**YOUR GOAL**
Take the entries that follow and return exactly the lines from the one holding "Check that every instance of the boat in" through the one holding "Check that every instance of the long", both included. Nothing else is needed.

****

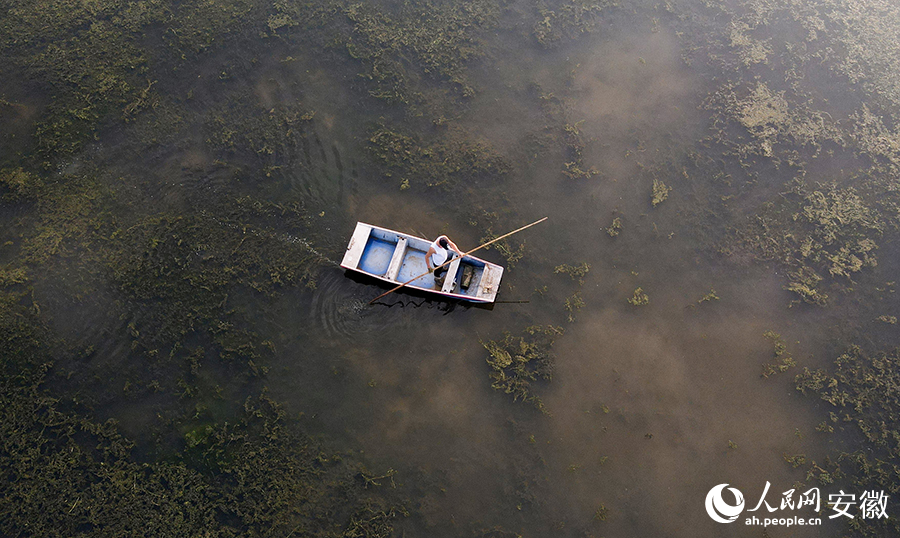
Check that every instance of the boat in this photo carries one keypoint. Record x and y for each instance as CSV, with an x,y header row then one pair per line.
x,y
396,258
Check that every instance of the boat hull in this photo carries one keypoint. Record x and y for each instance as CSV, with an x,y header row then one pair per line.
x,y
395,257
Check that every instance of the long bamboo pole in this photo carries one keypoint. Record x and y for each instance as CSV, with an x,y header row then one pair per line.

****

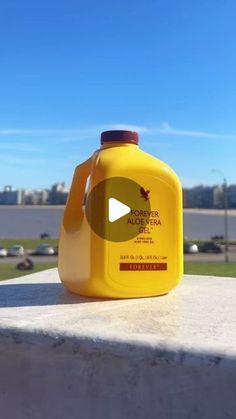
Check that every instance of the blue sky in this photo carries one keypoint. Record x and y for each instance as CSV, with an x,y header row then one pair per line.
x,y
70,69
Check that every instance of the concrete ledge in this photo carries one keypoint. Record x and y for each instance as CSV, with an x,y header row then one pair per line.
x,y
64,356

****

**OUTPUT FOR THIS TASK**
Check that every instance of the boat in this photo carries one keypoint. Record x and y for each instance as CSV, with an x,y header row then one pair per line.
x,y
396,258
Check that every instance of the boat hull in this photo carries one keypoint. Record x and y for each instance as CSV, with an x,y header row then one pair per line.
x,y
395,257
Check that every instance of the long bamboo pole in this photo carries one keypoint. Record x and y for each instance as CSV, with an x,y header row then one pair per line.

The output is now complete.